*** Records provided ***

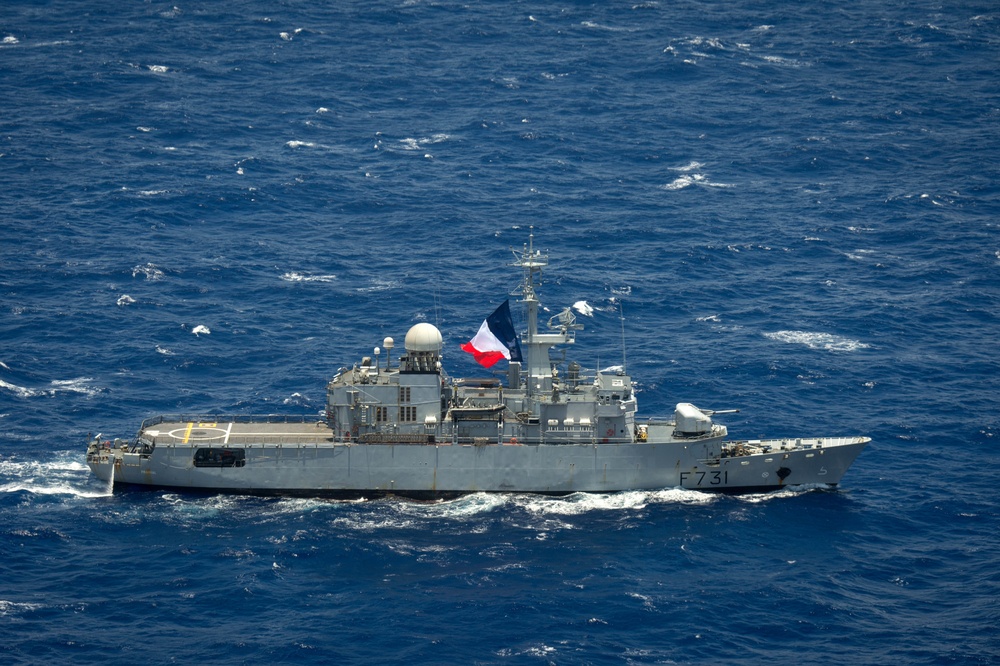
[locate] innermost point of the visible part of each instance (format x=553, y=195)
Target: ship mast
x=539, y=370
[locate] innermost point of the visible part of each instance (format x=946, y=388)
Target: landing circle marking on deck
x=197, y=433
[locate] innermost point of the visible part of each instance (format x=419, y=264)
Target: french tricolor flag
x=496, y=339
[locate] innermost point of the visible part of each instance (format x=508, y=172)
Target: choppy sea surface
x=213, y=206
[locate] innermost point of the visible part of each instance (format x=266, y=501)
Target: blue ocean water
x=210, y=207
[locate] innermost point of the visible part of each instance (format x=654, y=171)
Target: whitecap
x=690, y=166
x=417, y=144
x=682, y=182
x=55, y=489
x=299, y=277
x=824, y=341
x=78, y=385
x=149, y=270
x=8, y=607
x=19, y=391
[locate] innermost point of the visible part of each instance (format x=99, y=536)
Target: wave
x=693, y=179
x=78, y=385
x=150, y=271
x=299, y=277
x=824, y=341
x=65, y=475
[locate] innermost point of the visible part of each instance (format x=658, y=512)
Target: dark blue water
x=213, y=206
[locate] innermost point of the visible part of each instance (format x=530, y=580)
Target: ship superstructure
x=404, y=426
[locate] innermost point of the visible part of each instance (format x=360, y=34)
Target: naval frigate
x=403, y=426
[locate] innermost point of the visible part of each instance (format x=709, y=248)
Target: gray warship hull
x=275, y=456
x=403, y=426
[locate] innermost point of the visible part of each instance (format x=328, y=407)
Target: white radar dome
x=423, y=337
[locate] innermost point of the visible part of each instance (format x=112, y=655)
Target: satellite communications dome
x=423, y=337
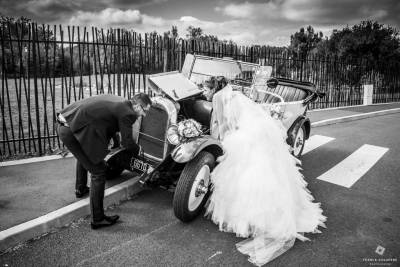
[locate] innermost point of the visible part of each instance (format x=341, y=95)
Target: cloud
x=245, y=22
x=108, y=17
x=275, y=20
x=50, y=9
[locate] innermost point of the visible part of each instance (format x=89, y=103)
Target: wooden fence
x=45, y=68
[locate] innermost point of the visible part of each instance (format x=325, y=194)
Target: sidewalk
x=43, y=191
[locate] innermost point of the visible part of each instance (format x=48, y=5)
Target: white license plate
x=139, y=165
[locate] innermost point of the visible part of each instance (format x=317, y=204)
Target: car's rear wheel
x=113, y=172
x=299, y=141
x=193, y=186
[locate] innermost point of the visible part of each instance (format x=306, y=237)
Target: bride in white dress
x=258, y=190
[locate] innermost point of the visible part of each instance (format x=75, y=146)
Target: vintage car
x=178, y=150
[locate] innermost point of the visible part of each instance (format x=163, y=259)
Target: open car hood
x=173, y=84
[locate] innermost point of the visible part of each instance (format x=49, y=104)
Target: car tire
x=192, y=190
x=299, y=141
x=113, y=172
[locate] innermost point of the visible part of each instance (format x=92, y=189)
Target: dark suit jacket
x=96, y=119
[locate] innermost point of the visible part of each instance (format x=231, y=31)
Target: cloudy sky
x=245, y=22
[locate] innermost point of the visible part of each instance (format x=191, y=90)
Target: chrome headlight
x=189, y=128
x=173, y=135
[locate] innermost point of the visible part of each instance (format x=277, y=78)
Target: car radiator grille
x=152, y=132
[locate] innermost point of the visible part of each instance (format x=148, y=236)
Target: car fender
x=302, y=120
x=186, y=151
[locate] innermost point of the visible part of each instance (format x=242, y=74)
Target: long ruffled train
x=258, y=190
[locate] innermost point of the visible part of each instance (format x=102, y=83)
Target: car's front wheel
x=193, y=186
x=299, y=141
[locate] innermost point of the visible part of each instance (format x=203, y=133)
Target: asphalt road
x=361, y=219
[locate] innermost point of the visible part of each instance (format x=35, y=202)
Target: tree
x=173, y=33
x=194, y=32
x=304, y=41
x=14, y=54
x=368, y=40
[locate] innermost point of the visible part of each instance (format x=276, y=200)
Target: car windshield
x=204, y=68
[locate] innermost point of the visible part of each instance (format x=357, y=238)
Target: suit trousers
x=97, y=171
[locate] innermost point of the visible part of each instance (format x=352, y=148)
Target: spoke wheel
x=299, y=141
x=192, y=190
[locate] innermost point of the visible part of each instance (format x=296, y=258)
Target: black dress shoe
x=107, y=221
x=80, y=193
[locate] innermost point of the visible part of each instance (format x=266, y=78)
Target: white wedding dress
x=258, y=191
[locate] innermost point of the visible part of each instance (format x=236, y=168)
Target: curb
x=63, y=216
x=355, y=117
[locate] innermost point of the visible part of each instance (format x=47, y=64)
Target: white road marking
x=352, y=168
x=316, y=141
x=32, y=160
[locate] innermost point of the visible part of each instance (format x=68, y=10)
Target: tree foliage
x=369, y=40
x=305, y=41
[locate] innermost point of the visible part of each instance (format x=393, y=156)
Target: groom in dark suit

*** End of Records provided ***

Task to complete
For the listing above, print only the lines starting at the line containing "Target: whitecap" and ending at the line containing "(format x=99, y=536)", exactly, both included.

Answer to the problem
Target: whitecap
x=690, y=166
x=417, y=144
x=682, y=182
x=55, y=489
x=299, y=277
x=824, y=341
x=78, y=385
x=149, y=270
x=8, y=607
x=19, y=391
[locate] innermost point of the visible part of each instance (format x=99, y=536)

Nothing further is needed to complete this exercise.